▶ **QUESTIONS ON THE MATERIAL**
• a. In the bird flu article, what is the name of Switzerland's sole vaccine producer?
• b. List the measures that the bird flu article says Swiss authorities have taken to monitor or contain the disease.
• c. Carry on writing the article on bird flu in Switzerland, starting after its final sentence.

▶ **TEXT BLOCK**
· · · · · · ·

Hospital information panels in western Switzerland give advice Keystone

Four new cases of bird flu discovered in northeastern Switzerland on Sunday bring the total in wild birds across the country to 11.

The Federal Veterinary Office said laboratory analysis would show within a week whether the dead water birds carried the highly contagious H5N1 virus.

The H5 virus was found in two ducks and a coot in villages in canton Thurgau, and a coot in canton Zurich.

The Federal Veterinary Office said it had sent samples, as with previous cases, to a European Union laboratory in Britain for further tests.

The veterinary office says it expects further cases in the next few days as surveillance programmes have been stepped up.

On Saturday, Health Minister Pascal Couchepin expressed concern that Switzerland was not in the position to manufacture sufficient quantities of a vaccine for the population in case of a bird flu pandemic among humans.

Couchepin told the Neue Zürcher Zeitung newspaper that Switzerland’s sole vaccine producer, Berna Biotech, probably did not have the necessary capacity since much of its manufacturing had been outsourced abroad.

In December, the health minister warned that nothing could stop countries from banning exports of vaccines in case of a pandemic.

No domestic fowl

So far no domestic fowl in Switzerland have tested positive for the disease. Last month the government re-introduced an outdoor ban on poultry in an effort to prevent the disease from spreading.

Protection and observation zones have been set up around areas affected by bird flu. But the veterinary office stressed that there was no danger to the local population.

· · · · · · ·

(Collected data entries)
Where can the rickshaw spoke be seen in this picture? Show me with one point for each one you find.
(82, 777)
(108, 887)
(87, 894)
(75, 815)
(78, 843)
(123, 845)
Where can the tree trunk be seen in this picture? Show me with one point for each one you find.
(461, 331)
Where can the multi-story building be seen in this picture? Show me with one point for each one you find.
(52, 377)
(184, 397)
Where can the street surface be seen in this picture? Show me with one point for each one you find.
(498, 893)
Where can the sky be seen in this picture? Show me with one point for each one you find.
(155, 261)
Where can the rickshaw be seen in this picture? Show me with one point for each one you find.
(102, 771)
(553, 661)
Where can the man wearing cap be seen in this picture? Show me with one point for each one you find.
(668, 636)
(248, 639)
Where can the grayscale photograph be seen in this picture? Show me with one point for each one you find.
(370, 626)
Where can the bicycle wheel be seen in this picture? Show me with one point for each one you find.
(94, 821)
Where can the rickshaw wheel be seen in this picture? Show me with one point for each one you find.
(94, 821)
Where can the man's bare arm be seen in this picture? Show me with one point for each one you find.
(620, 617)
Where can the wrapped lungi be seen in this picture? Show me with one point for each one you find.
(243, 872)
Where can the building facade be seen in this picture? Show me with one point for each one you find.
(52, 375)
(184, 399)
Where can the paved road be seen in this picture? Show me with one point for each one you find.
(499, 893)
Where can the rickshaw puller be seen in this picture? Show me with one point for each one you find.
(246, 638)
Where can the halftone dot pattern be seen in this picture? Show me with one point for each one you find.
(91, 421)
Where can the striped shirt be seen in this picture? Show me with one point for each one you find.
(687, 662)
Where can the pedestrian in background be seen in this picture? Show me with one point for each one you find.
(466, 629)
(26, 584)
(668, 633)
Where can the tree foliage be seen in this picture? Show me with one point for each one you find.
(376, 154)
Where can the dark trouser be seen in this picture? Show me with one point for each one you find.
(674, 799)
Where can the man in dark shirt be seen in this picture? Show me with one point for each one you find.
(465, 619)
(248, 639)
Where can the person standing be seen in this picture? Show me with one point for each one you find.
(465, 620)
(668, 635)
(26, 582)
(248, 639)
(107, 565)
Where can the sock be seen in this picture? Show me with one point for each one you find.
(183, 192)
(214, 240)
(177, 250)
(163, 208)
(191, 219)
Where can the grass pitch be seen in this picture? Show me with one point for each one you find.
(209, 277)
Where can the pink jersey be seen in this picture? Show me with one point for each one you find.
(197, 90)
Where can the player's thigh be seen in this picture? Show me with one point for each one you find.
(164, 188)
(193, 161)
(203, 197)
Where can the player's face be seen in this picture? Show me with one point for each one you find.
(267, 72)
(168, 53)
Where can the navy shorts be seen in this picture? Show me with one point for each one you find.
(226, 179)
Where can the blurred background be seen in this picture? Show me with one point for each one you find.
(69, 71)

· · · · · · ·

▶ **PER-TASK ANSWERS**
• a. Berna Biotech

• b.
- Surveillance programs have been stepped up.
- An outdoor ban on poultry was re-introduced.
- Protection and observation zones have been set up around affected areas.

• c.
As a precautionary measure, it advised people coming in contact with dead or sick birds not to touch them with their bare hands.

Bird flu has also been spreading in countries around Switzerland over the past couple of weeks, notably in France and Germany.

swissinfo with agencies

Switzerland has reported one confirmed case of H5N1.
A Swiss laboratory has so far examined about 230 dead birds suspected of being infected with bird flu.
They involve mostly wild birds, such as swans, ducks and coots, but also some samples from poultry farms.

The highly pathogenic H5N1 virus was first isolated from a farmed goose in China in 1996.

A year later, the first cases of animal-to-human transmission were recorded in Hong Kong, resulting in six deaths.

In late 2005, the third wave of H5N1 reached eastern Europe on the backs of migrating birds, and turned up in Africa earlier this month.

In the past weeks, H5N1 has spread to Switzerland’s neighbours France, Germany, Italy and Austria.

On February 26, the first suspected case was discovered in Geneva in western Switzerland. It was later confirmed to be the deadly H5N1 strain.